───── SOURCE INFORMATION
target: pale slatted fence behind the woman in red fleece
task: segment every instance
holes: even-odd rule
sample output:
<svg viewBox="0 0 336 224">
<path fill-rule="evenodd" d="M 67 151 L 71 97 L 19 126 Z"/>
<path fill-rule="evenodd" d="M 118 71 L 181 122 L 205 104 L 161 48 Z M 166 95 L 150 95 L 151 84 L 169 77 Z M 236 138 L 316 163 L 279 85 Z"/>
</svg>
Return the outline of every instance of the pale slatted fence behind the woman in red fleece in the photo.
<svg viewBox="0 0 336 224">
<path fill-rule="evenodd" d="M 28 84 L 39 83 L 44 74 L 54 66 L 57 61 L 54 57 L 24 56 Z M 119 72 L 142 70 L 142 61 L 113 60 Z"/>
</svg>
──────────
> **THE PROBLEM**: Exactly as they stand above, repeat all the records.

> **TASK RESPONSE**:
target: pale slatted fence behind the woman in red fleece
task: segment every instance
holes: even-odd rule
sample output:
<svg viewBox="0 0 336 224">
<path fill-rule="evenodd" d="M 67 151 L 71 97 L 19 126 Z"/>
<path fill-rule="evenodd" d="M 118 71 L 181 122 L 205 104 L 161 48 Z M 166 95 L 150 95 L 151 84 L 169 77 Z M 236 138 L 316 163 L 279 85 Z"/>
</svg>
Return the outline of every instance of the pale slatted fence behind the woman in red fleece in the photo.
<svg viewBox="0 0 336 224">
<path fill-rule="evenodd" d="M 28 84 L 39 83 L 44 74 L 54 66 L 57 61 L 54 57 L 24 56 Z M 119 72 L 142 70 L 142 61 L 113 60 Z"/>
</svg>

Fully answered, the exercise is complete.